[Point localization data]
* * * * * * * * *

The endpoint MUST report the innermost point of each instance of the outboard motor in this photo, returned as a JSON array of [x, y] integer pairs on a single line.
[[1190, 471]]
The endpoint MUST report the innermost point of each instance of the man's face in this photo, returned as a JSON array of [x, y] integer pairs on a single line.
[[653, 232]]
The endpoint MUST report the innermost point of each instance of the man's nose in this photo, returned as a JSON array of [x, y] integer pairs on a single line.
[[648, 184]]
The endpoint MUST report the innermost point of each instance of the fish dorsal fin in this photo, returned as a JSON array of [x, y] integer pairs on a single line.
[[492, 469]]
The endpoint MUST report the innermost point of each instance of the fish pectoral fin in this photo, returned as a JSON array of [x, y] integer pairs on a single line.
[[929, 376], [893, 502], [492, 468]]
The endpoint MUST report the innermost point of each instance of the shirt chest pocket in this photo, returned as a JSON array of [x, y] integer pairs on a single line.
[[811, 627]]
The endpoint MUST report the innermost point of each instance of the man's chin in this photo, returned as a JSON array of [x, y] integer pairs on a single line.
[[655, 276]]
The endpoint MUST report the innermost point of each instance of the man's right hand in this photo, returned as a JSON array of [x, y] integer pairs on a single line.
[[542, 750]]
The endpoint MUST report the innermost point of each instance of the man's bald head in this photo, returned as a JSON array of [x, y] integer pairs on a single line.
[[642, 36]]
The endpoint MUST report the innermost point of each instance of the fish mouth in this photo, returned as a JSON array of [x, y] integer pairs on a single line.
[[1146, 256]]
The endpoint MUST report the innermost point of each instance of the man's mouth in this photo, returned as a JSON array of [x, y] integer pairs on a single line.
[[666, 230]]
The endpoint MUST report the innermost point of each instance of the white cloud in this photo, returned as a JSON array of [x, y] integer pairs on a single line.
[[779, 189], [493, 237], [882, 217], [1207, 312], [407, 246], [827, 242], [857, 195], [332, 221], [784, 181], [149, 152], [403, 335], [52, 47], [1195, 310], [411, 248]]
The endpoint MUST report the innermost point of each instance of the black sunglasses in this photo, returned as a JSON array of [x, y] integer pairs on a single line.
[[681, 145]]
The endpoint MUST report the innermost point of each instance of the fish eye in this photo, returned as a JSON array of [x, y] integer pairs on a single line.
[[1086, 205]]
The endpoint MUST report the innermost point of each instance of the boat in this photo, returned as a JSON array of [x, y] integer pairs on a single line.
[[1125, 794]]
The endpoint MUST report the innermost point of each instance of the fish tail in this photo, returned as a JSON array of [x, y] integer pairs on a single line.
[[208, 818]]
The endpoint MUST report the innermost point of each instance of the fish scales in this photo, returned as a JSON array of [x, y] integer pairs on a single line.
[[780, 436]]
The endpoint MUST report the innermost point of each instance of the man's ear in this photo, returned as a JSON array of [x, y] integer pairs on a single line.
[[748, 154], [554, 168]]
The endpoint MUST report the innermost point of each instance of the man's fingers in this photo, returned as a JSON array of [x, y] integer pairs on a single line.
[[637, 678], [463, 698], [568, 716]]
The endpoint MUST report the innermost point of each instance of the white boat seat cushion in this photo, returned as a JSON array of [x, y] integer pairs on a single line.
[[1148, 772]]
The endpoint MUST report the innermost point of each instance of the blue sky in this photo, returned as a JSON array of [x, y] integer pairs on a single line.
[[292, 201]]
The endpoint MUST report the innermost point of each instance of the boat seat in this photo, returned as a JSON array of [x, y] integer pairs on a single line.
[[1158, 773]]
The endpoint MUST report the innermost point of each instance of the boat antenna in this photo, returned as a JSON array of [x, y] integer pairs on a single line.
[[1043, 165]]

* * * * * * * * *

Work to complete:
Copy every record exactly.

Response below:
The endpoint MUST report the innermost point of each instance of the outboard motor in this photo, returned as a JSON array of [x, y] integer pairs on a single line.
[[1190, 471]]
The endpoint MUST report the innermost point of each instance of the man's face in this photo, returned as a JSON array of [x, y] integer pairs on a single line.
[[653, 232]]
The endpoint MUST report the innermost point of each instance of the man's nose in this photo, returned as a JSON array of [x, y] integer pairs on a single line.
[[648, 184]]
The endpoint MUST report the innermost point of each instance of the fish dorsal fin in this photo, returned as a JSON array of [x, y] integer pairs on a single line.
[[492, 469]]
The endpoint MUST report the innermost point of each instance of the fish pectoral fin in this photo, returned as a JSON array of [x, y] integer pairs on a single line.
[[929, 376], [893, 502], [492, 468]]
The endpoint MUST report the innermost point of each instance of the shirt chest pocket in this photo, returned as a JSON array of [x, y] integer pairs on a single line.
[[811, 627]]
The endpoint MUST report the innermost point of each instance of the man's chin in this photo, returned as a JSON array of [x, y] integer pairs on a single line.
[[655, 276]]
The endpoint MUST report the innermost point of each instance of the man's right hand in this photo, returned as a JSON array of [x, y] integer pairs on a single line.
[[542, 750]]
The endpoint MUST report the innermost point of each instance of the man's bald head in this photo, returned as a JSON array of [x, y] integer pairs on a single line.
[[642, 36]]
The endpoint MUST report the innermost point of each instance of the fish mouth in this photo, returned as a JSON array of [x, y] integer pairs on a single line.
[[1146, 256]]
The endpoint MUST report the innermost point of each instance of the man's mouth in this photo, returned as a JSON array of [x, y] integer pairs on a single line.
[[666, 230]]
The endpoint MUST report the innermost point of each instance of the white cloud in this photo, returned as a JSON array of [x, y] integer pairs on a single line.
[[779, 189], [493, 237], [882, 217], [1207, 312], [407, 246], [827, 242], [857, 195], [332, 221], [784, 181], [149, 152], [403, 335], [52, 47], [1195, 310], [411, 248]]
The endpoint MUST report the innermost point of each instance of the black sunglasses in this photo, returned as a JSON array of [x, y] integer pairs on a single line.
[[681, 145]]
The endpoint MUST report the innermost point of each instance of the fish eye in this photo, returned as a JSON array of [x, y] integer pairs on a single line.
[[1086, 205]]
The endpoint MUST report the innermost point of each instance of the boat in this photo, returned as a JSON array of [x, y] integer pairs on a single line.
[[1125, 794]]
The endpoint MUST report the innermost point of each instance of the fish tail in this photo, returned as a JSON array of [x, y] integer pairs on a single line.
[[208, 818]]
The endpoint MUST report the innermost point of each instance of the fish scales in this photo, returned as a JSON array of [x, y] integer pairs on a single line.
[[780, 436]]
The endpoint MUST report the innermost point of each instance of the man's ear in this photo, returned as a JSON array of [x, y] integer pairs on a single line.
[[748, 154], [554, 168]]
The endpoint MUST report the innermost point of each instance of the man's fingers in this photo, returned as a JSON array of [x, y] integer pairs on a single line.
[[637, 678], [463, 698], [568, 716]]
The endpoint MUST report the innermost point of each instance of the white boat seat cushion in this photo, returned as a JSON array of [x, y] integer pairs on a single line.
[[1148, 772]]
The endpoint MUST report the innermost point of each instance of the blue sky in this photo, returned as a JSON array of [x, y] integer pairs on a single line.
[[292, 201]]
The endpoint MUST report the innermost point of each instance of the boat seat in this photo, returned as a JSON array of [x, y] integer pairs on a single line.
[[1158, 773]]
The endpoint MUST report the innermost point of each instance of the boat antenna in this photo, returned as a JSON array of [x, y] integer pairs on a single line.
[[1043, 165]]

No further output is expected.